■ **DOCUMENT PASSAGE**:
-- BEGIN --
# Huge Leaves and frost. New pictures



## Tex-Shooter (Dec 17, 2009)

I acquired a tree sapling about 3 years ago. It was given to me just for digging it out of a flower bed. The house where I got it had two large one in the front yard. It is very unique in that as the tree gets bigger the leaves get smaller. However it has very large leaves even when full grown. On this years growth, the leaves where about 2 feet across. Here is a dried up one like my back yard is full of. As you can see one lobe of this one is folded down. I have no idea what kind of tree this is, but it is neat. The bark is a smooth green color and even the bare tree is pretty.


----------



## Tex-Shooter (Dec 17, 2009)

I took this picture from my kitchen window showing the frost on tree protector fence wire. The sun had just come up and was shining into the camera and the window, so the picture is not the best and there is some window reflection in the picture. Actually some of the frost had melted before I could get the camera. When I first saw the frost with the sun on it, the fence wire looked like white rings around the trunk. The green tree trunk in the back ground is the tree that the giant leaves are from. See the second picture for one of the giant leaves when still on the tree. Notice the damage on the tree with fence wire on side. It is the tree that I did not think would live because a porcupine had girded the trunk all but 2 inches a few years ago. The third picture is old porcupine when he was in the tree just before I caught him. I like the simple things of life, don’t you? Tex-Shooter


----------



## GreyOwl (Oct 21, 2010)

Tex-Shooter said:


> I acquired a tree sapling about 3 years ago. It was given to me just for digging it out of a flower bed. The house where I got it had two large one in the front yard. It is very unique in that as the tree gets bigger the leaves get smaller. However it has very large leaves even when full grown. On this years growth, the leaves where about 2 feet across. Here is a dried up one like my back yard is full of. As you can see one lobe of this one is folded down. I have no idea what kind of tree this is, but it is neat. The bark is a smooth green color and even the bare tree is pretty.


Liriodendron tulipifera ?


----------



## Tex-Shooter (Dec 17, 2009)

I have no idea Grey Owl. By the way my given Indian name is "Crow Foot" One of my good friends is John Henry, the John Henry that writes history articles and does Indian research, but not the Steel driving legend. He is also the one that found the old Tippecanoe fort. -- Tex-Shooter


----------



## The Gopher (Aug 25, 2010)

everything is bigger in Texas!


----------



## GreyOwl (Oct 21, 2010)

Hello Bill!

Your indian name remembers me about "Sitting Bull".

I don't know your friend's writings, I 'll look on the web...

PS. I've seen the B/W photo of the old "lodge" on your profile. Nice pic. I love taking pics of these when I walk trough the landscape.

Have a nice day.


----------
-- END --
■ **RECORD SET**:
-- BEGIN --
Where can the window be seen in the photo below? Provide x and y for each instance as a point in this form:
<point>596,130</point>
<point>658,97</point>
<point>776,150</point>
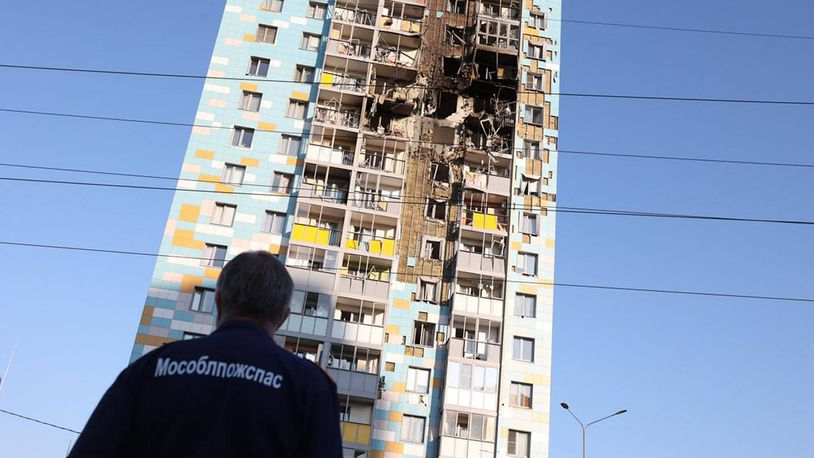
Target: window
<point>436,209</point>
<point>266,34</point>
<point>427,291</point>
<point>242,137</point>
<point>233,174</point>
<point>538,21</point>
<point>523,349</point>
<point>274,222</point>
<point>535,81</point>
<point>424,334</point>
<point>457,6</point>
<point>534,115</point>
<point>520,395</point>
<point>275,6</point>
<point>282,182</point>
<point>203,300</point>
<point>432,250</point>
<point>439,173</point>
<point>518,443</point>
<point>528,224</point>
<point>535,51</point>
<point>259,67</point>
<point>250,101</point>
<point>525,305</point>
<point>526,263</point>
<point>304,74</point>
<point>309,42</point>
<point>531,150</point>
<point>290,145</point>
<point>296,109</point>
<point>214,255</point>
<point>316,10</point>
<point>224,214</point>
<point>418,380</point>
<point>412,429</point>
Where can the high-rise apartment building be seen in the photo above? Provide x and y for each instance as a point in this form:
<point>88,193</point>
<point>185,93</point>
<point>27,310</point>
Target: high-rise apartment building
<point>400,157</point>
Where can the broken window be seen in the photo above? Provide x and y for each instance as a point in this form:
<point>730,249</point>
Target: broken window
<point>534,115</point>
<point>439,173</point>
<point>436,209</point>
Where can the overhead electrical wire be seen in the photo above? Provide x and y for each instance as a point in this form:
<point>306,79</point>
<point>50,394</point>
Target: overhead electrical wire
<point>416,274</point>
<point>279,81</point>
<point>290,192</point>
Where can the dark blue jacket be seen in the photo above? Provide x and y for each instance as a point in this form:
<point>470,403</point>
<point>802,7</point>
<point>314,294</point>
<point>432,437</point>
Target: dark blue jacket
<point>234,393</point>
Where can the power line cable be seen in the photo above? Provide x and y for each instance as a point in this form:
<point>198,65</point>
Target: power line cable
<point>422,201</point>
<point>418,274</point>
<point>35,420</point>
<point>564,94</point>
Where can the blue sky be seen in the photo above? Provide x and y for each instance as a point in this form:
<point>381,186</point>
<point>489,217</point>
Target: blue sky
<point>702,377</point>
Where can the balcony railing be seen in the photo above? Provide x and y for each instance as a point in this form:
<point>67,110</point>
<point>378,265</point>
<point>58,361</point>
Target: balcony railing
<point>395,56</point>
<point>330,192</point>
<point>382,246</point>
<point>349,48</point>
<point>343,82</point>
<point>345,118</point>
<point>340,156</point>
<point>353,16</point>
<point>317,235</point>
<point>381,162</point>
<point>479,220</point>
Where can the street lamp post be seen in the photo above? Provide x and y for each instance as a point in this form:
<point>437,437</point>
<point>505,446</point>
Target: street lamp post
<point>585,426</point>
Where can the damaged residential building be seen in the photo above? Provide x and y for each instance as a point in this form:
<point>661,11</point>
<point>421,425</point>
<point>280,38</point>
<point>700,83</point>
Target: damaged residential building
<point>400,156</point>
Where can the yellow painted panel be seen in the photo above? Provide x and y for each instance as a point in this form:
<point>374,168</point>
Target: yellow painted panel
<point>224,188</point>
<point>209,178</point>
<point>363,436</point>
<point>299,95</point>
<point>189,213</point>
<point>249,161</point>
<point>266,126</point>
<point>204,154</point>
<point>388,247</point>
<point>401,304</point>
<point>479,220</point>
<point>212,274</point>
<point>189,282</point>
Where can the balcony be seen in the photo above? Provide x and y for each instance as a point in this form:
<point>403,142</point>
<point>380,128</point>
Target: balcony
<point>337,155</point>
<point>355,49</point>
<point>354,15</point>
<point>337,117</point>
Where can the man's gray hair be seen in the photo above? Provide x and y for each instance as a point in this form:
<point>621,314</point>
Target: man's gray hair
<point>255,284</point>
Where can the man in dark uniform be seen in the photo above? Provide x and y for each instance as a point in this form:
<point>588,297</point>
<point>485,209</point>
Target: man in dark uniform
<point>234,393</point>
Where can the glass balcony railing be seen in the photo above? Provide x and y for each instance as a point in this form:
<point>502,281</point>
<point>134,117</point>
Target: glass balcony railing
<point>345,118</point>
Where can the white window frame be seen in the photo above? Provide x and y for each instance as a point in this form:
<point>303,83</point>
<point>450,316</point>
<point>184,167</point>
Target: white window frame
<point>270,222</point>
<point>518,346</point>
<point>415,375</point>
<point>263,32</point>
<point>233,174</point>
<point>223,214</point>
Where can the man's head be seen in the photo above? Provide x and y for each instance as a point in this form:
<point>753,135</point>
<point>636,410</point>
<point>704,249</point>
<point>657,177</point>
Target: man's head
<point>255,286</point>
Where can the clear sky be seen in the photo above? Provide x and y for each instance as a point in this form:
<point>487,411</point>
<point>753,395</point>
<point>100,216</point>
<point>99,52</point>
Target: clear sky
<point>702,377</point>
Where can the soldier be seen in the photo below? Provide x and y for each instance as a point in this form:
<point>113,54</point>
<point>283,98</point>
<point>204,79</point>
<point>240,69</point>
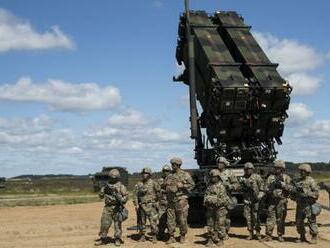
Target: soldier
<point>306,193</point>
<point>145,200</point>
<point>231,183</point>
<point>115,196</point>
<point>178,185</point>
<point>215,201</point>
<point>253,190</point>
<point>162,212</point>
<point>278,188</point>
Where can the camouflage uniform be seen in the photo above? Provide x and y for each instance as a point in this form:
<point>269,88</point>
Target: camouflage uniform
<point>177,198</point>
<point>215,200</point>
<point>278,203</point>
<point>231,183</point>
<point>162,211</point>
<point>253,191</point>
<point>112,207</point>
<point>306,193</point>
<point>146,195</point>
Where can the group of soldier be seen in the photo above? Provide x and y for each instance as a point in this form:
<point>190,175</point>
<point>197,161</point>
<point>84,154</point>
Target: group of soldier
<point>164,204</point>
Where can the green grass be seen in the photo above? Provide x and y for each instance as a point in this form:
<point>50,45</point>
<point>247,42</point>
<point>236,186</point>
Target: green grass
<point>41,192</point>
<point>61,186</point>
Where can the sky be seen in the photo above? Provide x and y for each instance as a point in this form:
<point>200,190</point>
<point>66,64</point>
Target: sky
<point>86,84</point>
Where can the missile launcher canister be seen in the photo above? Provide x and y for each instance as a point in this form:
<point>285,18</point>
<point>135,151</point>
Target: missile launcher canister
<point>242,96</point>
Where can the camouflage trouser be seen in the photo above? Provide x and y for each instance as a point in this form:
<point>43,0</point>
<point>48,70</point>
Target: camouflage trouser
<point>108,216</point>
<point>216,223</point>
<point>276,213</point>
<point>148,211</point>
<point>162,223</point>
<point>251,214</point>
<point>228,222</point>
<point>178,211</point>
<point>305,211</point>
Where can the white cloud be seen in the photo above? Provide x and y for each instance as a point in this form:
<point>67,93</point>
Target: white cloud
<point>158,3</point>
<point>16,34</point>
<point>61,95</point>
<point>296,62</point>
<point>319,129</point>
<point>291,55</point>
<point>304,84</point>
<point>129,117</point>
<point>298,113</point>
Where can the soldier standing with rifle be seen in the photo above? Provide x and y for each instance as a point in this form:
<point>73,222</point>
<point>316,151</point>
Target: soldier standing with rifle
<point>162,212</point>
<point>277,188</point>
<point>231,183</point>
<point>253,190</point>
<point>215,201</point>
<point>145,200</point>
<point>306,193</point>
<point>115,196</point>
<point>178,186</point>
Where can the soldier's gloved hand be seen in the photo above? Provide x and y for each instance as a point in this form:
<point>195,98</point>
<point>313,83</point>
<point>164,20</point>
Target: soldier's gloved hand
<point>180,185</point>
<point>303,195</point>
<point>283,185</point>
<point>229,187</point>
<point>143,190</point>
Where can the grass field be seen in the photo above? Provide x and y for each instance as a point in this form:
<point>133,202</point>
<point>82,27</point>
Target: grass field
<point>62,191</point>
<point>54,191</point>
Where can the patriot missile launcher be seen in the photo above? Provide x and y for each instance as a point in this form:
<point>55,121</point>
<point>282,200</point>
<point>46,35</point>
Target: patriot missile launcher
<point>243,99</point>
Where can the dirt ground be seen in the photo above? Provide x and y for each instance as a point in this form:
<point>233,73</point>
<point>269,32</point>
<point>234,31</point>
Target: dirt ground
<point>77,226</point>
-- END --
■ **AIM A**: In the forum thread about the huge leaves and frost, why did Tex-Shooter expect the tree with fence wire on its side not to survive?
■ **AIM B**: List each distinct username that appears as a post author in the forum thread.
■ **AIM C**: Reproduce the passage of the forum thread starting at "I don't know" and ending at "a nice day.".

■ **CORRECT ANSWER A**: A porcupine had girded its trunk all but 2 inches a few years earlier.

■ **CORRECT ANSWER B**: Tex-Shooter, GreyOwl, The Gopher

■ **CORRECT ANSWER C**:
I don't know your friend's writings, I 'll look on the web...

PS. I've seen the B/W photo of the old "lodge" on your profile. Nice pic. I love taking pics of these when I walk trough the landscape.

Have a nice day.